| WHAT THE TASK ASKS |
Your task is to write out the lines from the line containing "the glass reflection" through the last line of the material, exactly.
[BEGIN PROVIDED DATA]
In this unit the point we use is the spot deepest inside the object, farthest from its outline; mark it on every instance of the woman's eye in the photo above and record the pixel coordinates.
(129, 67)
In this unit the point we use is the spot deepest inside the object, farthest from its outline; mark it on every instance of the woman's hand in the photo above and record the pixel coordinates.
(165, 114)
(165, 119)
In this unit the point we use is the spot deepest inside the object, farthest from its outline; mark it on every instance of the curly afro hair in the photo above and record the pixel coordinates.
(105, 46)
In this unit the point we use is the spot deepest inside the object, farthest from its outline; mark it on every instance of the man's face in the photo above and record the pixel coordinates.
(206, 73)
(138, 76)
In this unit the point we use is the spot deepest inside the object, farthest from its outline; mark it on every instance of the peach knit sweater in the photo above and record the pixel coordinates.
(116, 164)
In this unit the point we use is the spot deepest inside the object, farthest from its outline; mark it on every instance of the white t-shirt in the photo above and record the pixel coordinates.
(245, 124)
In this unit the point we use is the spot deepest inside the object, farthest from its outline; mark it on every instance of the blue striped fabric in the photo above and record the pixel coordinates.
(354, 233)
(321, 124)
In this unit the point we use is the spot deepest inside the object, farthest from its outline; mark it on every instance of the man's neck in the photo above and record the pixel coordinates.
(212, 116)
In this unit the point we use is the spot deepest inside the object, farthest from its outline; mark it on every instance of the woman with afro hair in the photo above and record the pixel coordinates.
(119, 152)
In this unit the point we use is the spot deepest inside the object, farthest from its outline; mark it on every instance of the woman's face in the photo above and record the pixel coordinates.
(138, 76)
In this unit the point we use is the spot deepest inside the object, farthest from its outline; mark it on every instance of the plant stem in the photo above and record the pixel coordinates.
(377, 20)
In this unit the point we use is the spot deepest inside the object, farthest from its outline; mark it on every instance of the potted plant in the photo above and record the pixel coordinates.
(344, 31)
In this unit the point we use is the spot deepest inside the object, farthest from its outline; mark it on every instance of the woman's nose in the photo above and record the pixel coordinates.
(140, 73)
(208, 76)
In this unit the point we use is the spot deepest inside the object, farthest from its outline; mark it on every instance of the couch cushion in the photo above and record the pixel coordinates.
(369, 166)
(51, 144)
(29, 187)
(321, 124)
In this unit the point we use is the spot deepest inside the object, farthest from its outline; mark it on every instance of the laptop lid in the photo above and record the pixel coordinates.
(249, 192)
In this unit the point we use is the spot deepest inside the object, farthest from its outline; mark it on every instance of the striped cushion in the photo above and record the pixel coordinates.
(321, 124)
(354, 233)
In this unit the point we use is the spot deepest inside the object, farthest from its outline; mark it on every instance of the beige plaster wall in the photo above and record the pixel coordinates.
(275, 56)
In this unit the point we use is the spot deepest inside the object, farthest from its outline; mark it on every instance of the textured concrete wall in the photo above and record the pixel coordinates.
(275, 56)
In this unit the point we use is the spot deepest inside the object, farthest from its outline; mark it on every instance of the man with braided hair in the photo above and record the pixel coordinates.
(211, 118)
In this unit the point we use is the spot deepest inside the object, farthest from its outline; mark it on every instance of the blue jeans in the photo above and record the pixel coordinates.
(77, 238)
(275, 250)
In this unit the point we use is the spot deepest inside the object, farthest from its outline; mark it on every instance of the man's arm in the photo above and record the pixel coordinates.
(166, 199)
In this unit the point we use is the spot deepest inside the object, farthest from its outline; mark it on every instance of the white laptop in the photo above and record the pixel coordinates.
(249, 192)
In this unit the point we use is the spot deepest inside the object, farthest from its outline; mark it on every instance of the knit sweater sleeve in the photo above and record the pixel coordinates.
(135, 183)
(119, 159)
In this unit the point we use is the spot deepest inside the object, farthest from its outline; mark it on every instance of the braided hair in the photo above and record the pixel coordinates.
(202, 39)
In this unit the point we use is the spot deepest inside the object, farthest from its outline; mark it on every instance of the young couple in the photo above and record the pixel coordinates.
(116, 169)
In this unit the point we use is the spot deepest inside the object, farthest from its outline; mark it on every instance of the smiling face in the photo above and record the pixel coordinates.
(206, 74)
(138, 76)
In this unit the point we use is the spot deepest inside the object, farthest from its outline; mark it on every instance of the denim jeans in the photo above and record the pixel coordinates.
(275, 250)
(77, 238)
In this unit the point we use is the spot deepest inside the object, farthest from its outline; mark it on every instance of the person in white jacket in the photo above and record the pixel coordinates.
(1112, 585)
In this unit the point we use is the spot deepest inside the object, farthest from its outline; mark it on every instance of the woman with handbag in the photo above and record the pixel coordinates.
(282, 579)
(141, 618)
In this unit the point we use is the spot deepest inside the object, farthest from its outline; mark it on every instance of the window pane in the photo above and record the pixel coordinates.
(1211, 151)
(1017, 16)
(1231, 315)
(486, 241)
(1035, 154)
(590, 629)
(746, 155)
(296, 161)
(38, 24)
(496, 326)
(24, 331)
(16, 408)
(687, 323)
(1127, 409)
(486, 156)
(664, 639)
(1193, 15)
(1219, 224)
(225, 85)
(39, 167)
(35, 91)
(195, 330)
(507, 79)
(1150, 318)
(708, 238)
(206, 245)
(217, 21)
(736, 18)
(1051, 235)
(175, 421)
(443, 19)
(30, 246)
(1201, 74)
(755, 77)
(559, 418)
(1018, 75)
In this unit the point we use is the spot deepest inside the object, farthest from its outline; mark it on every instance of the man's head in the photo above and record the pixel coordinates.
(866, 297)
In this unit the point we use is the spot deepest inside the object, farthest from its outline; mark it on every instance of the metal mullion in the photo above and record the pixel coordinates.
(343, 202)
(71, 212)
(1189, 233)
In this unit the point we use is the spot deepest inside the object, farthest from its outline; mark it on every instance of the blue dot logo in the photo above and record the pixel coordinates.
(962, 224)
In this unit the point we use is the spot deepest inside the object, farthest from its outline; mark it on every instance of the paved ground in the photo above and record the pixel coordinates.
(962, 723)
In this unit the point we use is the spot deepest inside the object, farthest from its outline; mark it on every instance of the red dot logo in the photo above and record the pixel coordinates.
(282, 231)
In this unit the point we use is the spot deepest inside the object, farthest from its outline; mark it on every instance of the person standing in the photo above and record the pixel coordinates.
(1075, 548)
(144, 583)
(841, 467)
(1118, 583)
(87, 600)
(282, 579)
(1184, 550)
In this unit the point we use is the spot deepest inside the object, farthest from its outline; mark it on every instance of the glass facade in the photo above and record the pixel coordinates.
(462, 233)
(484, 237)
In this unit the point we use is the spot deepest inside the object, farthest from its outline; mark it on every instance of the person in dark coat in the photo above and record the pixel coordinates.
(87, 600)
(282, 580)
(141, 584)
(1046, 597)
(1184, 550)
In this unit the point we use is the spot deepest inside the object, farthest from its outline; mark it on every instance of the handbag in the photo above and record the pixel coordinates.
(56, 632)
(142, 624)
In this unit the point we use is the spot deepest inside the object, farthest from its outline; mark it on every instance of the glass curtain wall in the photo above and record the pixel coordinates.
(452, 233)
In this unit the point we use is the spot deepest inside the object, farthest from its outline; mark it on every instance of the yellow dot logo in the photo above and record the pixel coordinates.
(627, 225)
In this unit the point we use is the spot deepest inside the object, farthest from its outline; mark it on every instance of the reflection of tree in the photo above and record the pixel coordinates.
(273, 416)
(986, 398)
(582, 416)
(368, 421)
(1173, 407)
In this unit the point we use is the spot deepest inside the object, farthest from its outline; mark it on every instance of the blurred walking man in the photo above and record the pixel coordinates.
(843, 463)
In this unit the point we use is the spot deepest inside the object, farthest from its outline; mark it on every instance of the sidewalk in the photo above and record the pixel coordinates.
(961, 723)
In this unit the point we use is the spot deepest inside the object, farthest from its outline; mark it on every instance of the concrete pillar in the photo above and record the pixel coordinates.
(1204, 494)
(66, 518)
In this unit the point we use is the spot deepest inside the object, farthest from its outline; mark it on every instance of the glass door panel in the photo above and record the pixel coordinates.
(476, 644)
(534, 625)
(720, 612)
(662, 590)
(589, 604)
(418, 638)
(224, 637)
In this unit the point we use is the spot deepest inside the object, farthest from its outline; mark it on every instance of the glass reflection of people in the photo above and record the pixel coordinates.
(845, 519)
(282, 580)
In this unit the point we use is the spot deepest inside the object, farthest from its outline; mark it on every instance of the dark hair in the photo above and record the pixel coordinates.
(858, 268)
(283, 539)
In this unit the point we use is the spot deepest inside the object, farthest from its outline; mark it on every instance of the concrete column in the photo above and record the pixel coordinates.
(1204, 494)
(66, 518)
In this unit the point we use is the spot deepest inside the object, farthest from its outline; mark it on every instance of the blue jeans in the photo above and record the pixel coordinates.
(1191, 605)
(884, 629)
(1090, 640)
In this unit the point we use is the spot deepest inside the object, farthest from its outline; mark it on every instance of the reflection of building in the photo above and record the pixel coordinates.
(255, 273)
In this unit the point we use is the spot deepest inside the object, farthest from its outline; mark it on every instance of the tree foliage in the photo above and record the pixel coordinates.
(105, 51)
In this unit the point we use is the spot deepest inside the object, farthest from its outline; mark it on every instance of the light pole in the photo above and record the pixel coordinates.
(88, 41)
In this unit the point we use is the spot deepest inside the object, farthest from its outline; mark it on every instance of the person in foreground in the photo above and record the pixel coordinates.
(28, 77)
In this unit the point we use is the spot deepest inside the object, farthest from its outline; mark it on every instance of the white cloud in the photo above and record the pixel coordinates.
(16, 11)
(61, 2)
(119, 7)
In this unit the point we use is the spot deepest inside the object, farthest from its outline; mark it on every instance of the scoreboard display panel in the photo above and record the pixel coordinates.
[END PROVIDED DATA]
| REPLY |
In this unit the point we use is the spot deepest inside the object, farthest from its outline; mark it on every instance of the glass reflection of people in the photo above and record the pixel coordinates.
(845, 519)
(282, 580)
In this unit the point we use is the spot deepest inside the object, farthest from its outline; mark it on every instance of the dark hair in the photo above and record the pixel coordinates.
(858, 268)
(283, 539)
In this unit the point we use is the spot deepest inside the object, farthest from its outline; mark it on every instance of the concrete column in the photo above and record the pixel coordinates.
(1204, 494)
(66, 518)
In this unit the point we use is the spot deepest inside the object, farthest from its outline; mark it on every instance of the blue jeans in the photo above and record the pixel coordinates.
(1191, 605)
(884, 629)
(1090, 640)
In this unit the point we use is the spot deepest inside the object, farthest from its outline; mark it on every instance of the reflection of building in the photo above and record the pixel coordinates.
(255, 273)
In this unit the point we use is the spot deepest inside the object, farthest from its outline; mark it on every instance of the tree foliage in the photo above and record the pixel coordinates.
(105, 51)
In this unit the point we use is the spot deepest inside the object, farthest from its outline; mark it on every instance of the light pole in the photo above and record the pixel coordinates.
(88, 41)
In this unit the point we use is the spot deepest inside the object, farthest from its outline; mark it on every instance of the person in foreground in the photo above and record the pixel coordinates.
(28, 77)
In this unit the point we use is the spot deepest inside the object, farthest from its outline; mark it on every instance of the white cloud in the photo above and record the pixel coordinates.
(16, 11)
(61, 2)
(119, 7)
In this unit the point we use is the spot deepest inside the object, farthest from its outline; mark it on every instance of the scoreboard display panel in the photo above and record the pixel coordinates.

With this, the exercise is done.